> WORK TO COMPLETE
1 - Answer these questions from the MRI scan account:
(a) At which hospital was the scan done?
(b) What kind of music was the radio station on the headphones playing?
(c) At what time did Dr Nancy want to see them?
2 - Continue the MRI scan account from its last line.

SELECTED EXTRACT section start

So, on Sunday, January 9th, at 6AM, was ushered into the MRI scanner at the General Hospital in St Catharines, and had my very first Multiple Resonance Image scan, of my back from shoulders to hips. The scan took about 2o minutes. If you suffer claustophobia, this cannot be an easy process to deal with: you are in a tube so tight you cannot move your arms from beside you to above your head, as there is not enough room. It’s also a very noisy procedure, and on that day the radio station on the headphones they give you was hard-rock (97.7 HITS-FM). Oops… not the greatest, but what the heck. It was a new and exciting experience, and I was OK with it. By 7 we were home already, and prepared to wait two weeks or so for the results, as we’d been told on our way out of the diagnostic suite at the hospital
Well, it wasn’t two weeks. It was two days. On the following Tuesday morning we got a call from Dr Nancy’s office: she wanted to see us at 2PM today. ”Today?” ”Yes, today. Can you make it? Nancy thinks it’s important”

SELECTED EXTRACT section end
ENTRIES PROVIDED section start

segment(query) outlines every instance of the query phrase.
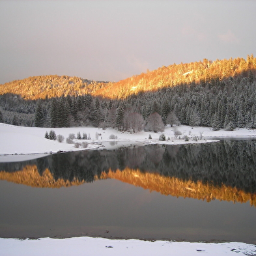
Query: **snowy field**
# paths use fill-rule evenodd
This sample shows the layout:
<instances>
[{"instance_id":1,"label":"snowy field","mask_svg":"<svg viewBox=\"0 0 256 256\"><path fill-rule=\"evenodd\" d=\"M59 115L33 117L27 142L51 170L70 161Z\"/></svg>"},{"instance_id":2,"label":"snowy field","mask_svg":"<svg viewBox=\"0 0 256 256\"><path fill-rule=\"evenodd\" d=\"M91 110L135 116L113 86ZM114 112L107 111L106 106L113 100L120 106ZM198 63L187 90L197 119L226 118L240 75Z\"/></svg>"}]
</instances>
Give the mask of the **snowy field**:
<instances>
[{"instance_id":1,"label":"snowy field","mask_svg":"<svg viewBox=\"0 0 256 256\"><path fill-rule=\"evenodd\" d=\"M0 162L15 158L25 160L26 158L40 157L42 154L61 151L90 150L113 148L109 142L115 141L117 147L124 145L150 143L184 144L212 141L210 139L221 137L256 138L254 130L236 129L235 131L212 131L209 128L180 126L177 129L181 134L180 139L175 138L173 128L167 128L164 132L167 141L160 141L160 133L140 132L130 134L114 129L76 127L67 128L28 128L0 123ZM62 143L44 138L46 132L52 130L56 135L64 137ZM91 140L86 149L76 148L74 144L66 143L70 134L76 137L78 132L90 134ZM96 133L100 134L96 139ZM149 134L152 139L149 139ZM117 136L115 140L109 135ZM187 135L188 141L182 137ZM197 136L197 141L193 139ZM201 138L200 138L201 137ZM74 142L85 141L74 139ZM98 143L104 143L103 145ZM116 143L117 142L117 144ZM107 146L108 145L109 146ZM38 240L20 240L0 238L0 255L256 255L256 246L239 242L202 243L169 241L141 241L139 240L109 240L102 238L78 237L65 239L49 238Z\"/></svg>"},{"instance_id":2,"label":"snowy field","mask_svg":"<svg viewBox=\"0 0 256 256\"><path fill-rule=\"evenodd\" d=\"M19 256L193 256L255 255L256 246L238 242L191 243L188 242L110 240L77 237L20 240L0 238L1 255Z\"/></svg>"},{"instance_id":3,"label":"snowy field","mask_svg":"<svg viewBox=\"0 0 256 256\"><path fill-rule=\"evenodd\" d=\"M85 149L81 147L76 148L74 144L66 143L66 139L70 134L74 134L77 136L78 132L83 135L86 133L87 136L90 135L90 140L74 139L74 142L81 143L86 141L89 143L87 150L100 148L98 143L106 143L117 141L117 145L127 143L139 143L142 145L151 143L164 144L185 144L195 143L210 142L210 139L221 137L256 137L256 131L246 128L236 129L232 132L224 130L212 131L211 128L206 127L190 127L187 126L179 126L175 128L181 135L175 138L174 128L169 127L165 128L164 134L168 141L160 141L159 136L161 133L154 133L149 132L139 132L137 134L130 134L129 132L121 132L115 129L107 128L102 130L97 128L89 127L75 127L63 128L47 128L35 127L15 126L10 124L0 123L0 156L10 154L46 154L50 152L57 152L61 151L70 151ZM62 135L64 139L63 142L59 143L57 141L50 140L44 138L46 132L48 133L52 130L56 135ZM98 139L96 134L101 134ZM116 139L109 139L110 135L117 136ZM149 135L152 139L149 139ZM187 135L188 141L185 141L182 137ZM197 137L198 141L193 139ZM180 137L180 139L178 139ZM201 137L201 139L200 139ZM107 147L106 143L104 147ZM112 146L113 147L113 146ZM111 148L109 145L109 148Z\"/></svg>"}]
</instances>

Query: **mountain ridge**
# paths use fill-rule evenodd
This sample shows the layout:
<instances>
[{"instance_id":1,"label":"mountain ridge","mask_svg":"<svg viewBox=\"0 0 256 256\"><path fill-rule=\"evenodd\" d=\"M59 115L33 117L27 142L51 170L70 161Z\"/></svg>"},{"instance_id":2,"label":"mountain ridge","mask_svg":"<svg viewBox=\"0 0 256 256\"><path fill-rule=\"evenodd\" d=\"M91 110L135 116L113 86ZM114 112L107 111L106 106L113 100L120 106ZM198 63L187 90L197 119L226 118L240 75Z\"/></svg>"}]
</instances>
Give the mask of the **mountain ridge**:
<instances>
[{"instance_id":1,"label":"mountain ridge","mask_svg":"<svg viewBox=\"0 0 256 256\"><path fill-rule=\"evenodd\" d=\"M147 73L133 76L118 82L88 80L76 76L48 75L29 77L0 85L0 94L20 94L27 100L46 98L92 96L123 99L140 92L155 91L180 84L187 85L222 81L229 77L249 76L256 74L256 58L251 54L247 59L230 58L214 61L173 64Z\"/></svg>"}]
</instances>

ENTRIES PROVIDED section end

> ANSWERS IN ORDER
1 -
(a) The General Hospital in St Catharines
(b) Hard rock (97.7 HITS-FM)
(c) 2PM that same day

2 -
Well, I am respectful of Nancy, and if she says it’s important, I am going to have to assume that it is, so of course, we say we’ll be there.
2 PM comes, and Beloved and are are in an examining room with Dr Nancy. Some preliminaries: how am I feeling, etc. And then the words “Multiple Myeloma” come from Nancy’s mouth. She’s obviously quite discomforted by what she’s telling us: her face is flushed and red. ”Any questions?” Not really. ”Well, I’ll give you a few minutes alone to talk about it, and I’ll be back.”
We had no idea what “multiple myeloma” meant. We had never heard the word, and had no idea what it meant. Obviously a medical condition. So when Dr Nancy came back, we indeed had a few questions. And she told us: I have cancer. A cancer of the blood system. Something growing (a lesion) in the vertebrae at T9 and T12. And that we’d be starting to deal with that immediately, of course. We set up an appointment for the following Monday, January 17th at 2:00 PM at her office again, and she’d at that time have some more info and a plan for us.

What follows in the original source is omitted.